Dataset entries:

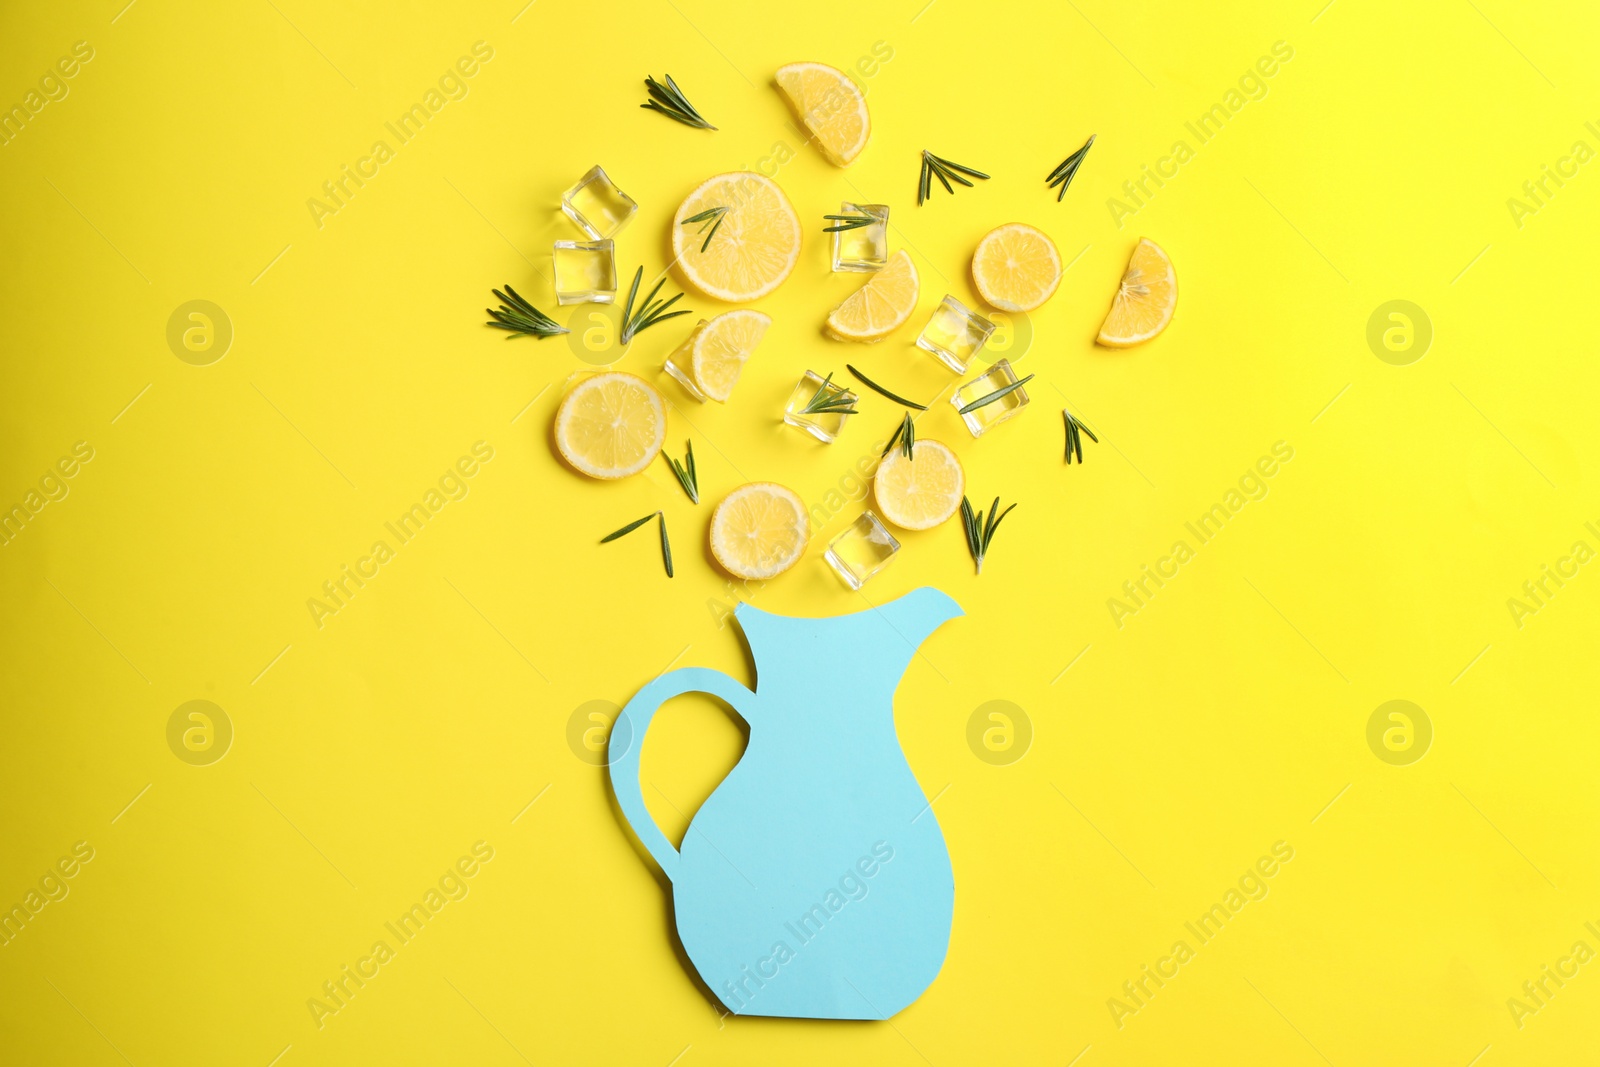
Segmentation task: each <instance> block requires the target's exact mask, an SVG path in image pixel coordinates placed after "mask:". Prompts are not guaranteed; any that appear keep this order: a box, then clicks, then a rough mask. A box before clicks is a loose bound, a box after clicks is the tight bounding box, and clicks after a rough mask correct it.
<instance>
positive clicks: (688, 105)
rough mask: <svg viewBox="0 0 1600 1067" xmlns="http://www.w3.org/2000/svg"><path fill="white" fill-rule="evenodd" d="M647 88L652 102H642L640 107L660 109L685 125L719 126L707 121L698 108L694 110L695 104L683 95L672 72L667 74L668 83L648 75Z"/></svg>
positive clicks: (652, 109)
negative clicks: (662, 81)
mask: <svg viewBox="0 0 1600 1067" xmlns="http://www.w3.org/2000/svg"><path fill="white" fill-rule="evenodd" d="M645 88H648V90H650V102H648V104H640V107H646V109H650V110H659V112H661V114H662V115H666V117H667V118H677V120H678V122H682V123H683V125H685V126H698V128H699V130H715V128H717V126H714V125H710V123H709V122H706V118H704V117H702V115H701V114H699V112H698V110H694V106H693V104H690V101H688V98H686V96H683V90H680V88H678V83H677V82H674V80H672V75H670V74H669V75H667V83H666V85H662V83H661V82H656V80H654V78H651V77H650V75H646V77H645Z"/></svg>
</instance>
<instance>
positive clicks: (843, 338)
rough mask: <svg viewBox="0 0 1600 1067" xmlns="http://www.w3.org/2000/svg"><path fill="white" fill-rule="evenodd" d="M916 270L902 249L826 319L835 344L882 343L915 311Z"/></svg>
mask: <svg viewBox="0 0 1600 1067" xmlns="http://www.w3.org/2000/svg"><path fill="white" fill-rule="evenodd" d="M917 291H918V288H917V267H915V266H914V264H912V261H910V253H907V251H906V250H904V248H902V250H899V251H898V253H894V254H893V256H890V261H888V264H886V266H885V267H883V269H882V270H878V272H877V274H874V275H872V278H870V280H869V282H867V283H866V285H864V286H861V288H859V290H856V291H854V293H851V294H850V296H846V298H845V302H843V304H840V306H838V307H835V309H834V310H832V312H830V314H829V317H827V333H829V334H830V336H832V338H835V339H838V341H869V342H870V341H882V339H883V338H886V336H890V333H893V331H894V330H896V328H898V326H899V325H901V323H904V322H906V320H907V318H910V314H912V312H914V310H917Z"/></svg>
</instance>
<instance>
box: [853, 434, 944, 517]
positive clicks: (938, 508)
mask: <svg viewBox="0 0 1600 1067" xmlns="http://www.w3.org/2000/svg"><path fill="white" fill-rule="evenodd" d="M965 491H966V475H965V474H963V472H962V461H960V459H957V458H955V453H952V451H950V450H949V448H946V446H944V445H941V443H939V442H930V440H918V442H917V443H915V445H912V458H910V459H906V453H904V451H902V450H899V448H891V450H890V454H888V456H885V458H883V461H882V462H880V464H878V472H877V474H875V475H874V477H872V498H874V499H875V501H877V504H878V514H880V515H883V518H886V520H890V522H891V523H894V525H896V526H901V528H904V530H931V528H933V526H938V525H939V523H942V522H944V520H946V518H949V517H950V515H954V514H955V510H957V509H958V507H960V506H962V494H963V493H965Z"/></svg>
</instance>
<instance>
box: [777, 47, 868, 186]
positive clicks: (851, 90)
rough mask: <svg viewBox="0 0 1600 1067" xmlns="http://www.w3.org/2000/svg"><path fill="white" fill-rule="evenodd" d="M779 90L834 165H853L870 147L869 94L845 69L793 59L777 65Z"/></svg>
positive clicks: (822, 149)
mask: <svg viewBox="0 0 1600 1067" xmlns="http://www.w3.org/2000/svg"><path fill="white" fill-rule="evenodd" d="M778 90H779V91H781V93H782V94H784V99H787V101H789V106H790V107H794V109H795V117H798V118H800V122H802V123H803V125H805V128H806V133H810V134H811V141H813V142H814V144H816V147H818V149H819V150H821V152H822V155H826V157H827V162H829V163H832V165H834V166H850V165H851V163H853V162H854V158H856V157H858V155H861V150H862V149H866V147H867V139H869V138H872V120H870V118H869V117H867V98H866V96H862V94H861V90H859V88H858V86H856V83H854V82H851V80H850V75H846V74H845V72H843V70H838V69H835V67H830V66H827V64H826V62H790V64H789V66H787V67H778Z"/></svg>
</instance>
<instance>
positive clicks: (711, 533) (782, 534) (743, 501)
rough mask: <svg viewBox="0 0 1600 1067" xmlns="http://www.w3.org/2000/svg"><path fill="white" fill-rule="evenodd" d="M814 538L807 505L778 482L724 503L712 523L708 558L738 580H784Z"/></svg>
mask: <svg viewBox="0 0 1600 1067" xmlns="http://www.w3.org/2000/svg"><path fill="white" fill-rule="evenodd" d="M810 536H811V525H810V522H808V520H806V514H805V504H803V502H802V501H800V498H798V496H797V494H795V491H794V490H789V488H784V486H781V485H778V483H776V482H750V483H749V485H741V486H739V488H738V490H734V491H733V493H730V494H728V496H725V498H723V501H722V504H718V506H717V510H715V512H712V517H710V553H712V555H714V557H715V558H717V563H720V565H722V568H723V569H725V571H728V573H730V574H733V576H734V577H754V579H765V577H774V576H778V574H782V573H784V571H787V569H789V568H790V566H794V565H795V563H797V561H798V560H800V555H802V553H803V552H805V542H806V539H808V537H810Z"/></svg>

Work item> Can you rewrite the lines from the start of the entries through the line holding "positive clicks: (652, 109)", both included, with "rough mask" replaced by "coarse mask" and nothing else changed? Leave the pictures out of your answer.

Exercise result>
Segmentation task: each <instance> block requires the target's exact mask, an SVG path in image pixel coordinates placed after "mask:". Prompts are not guaranteed; any that appear keep this order: a box, then clicks, then a coarse mask. A box before clicks is a loose bound, a box after clicks is the tight bounding box, and clicks after a coarse mask correct it.
<instance>
positive clicks: (688, 105)
coarse mask: <svg viewBox="0 0 1600 1067" xmlns="http://www.w3.org/2000/svg"><path fill="white" fill-rule="evenodd" d="M647 88L652 102H642L640 107L660 109L685 125L719 126L707 121L698 108L694 110L695 104L683 95L672 72L667 74L668 83L648 75Z"/></svg>
positive clicks: (652, 109)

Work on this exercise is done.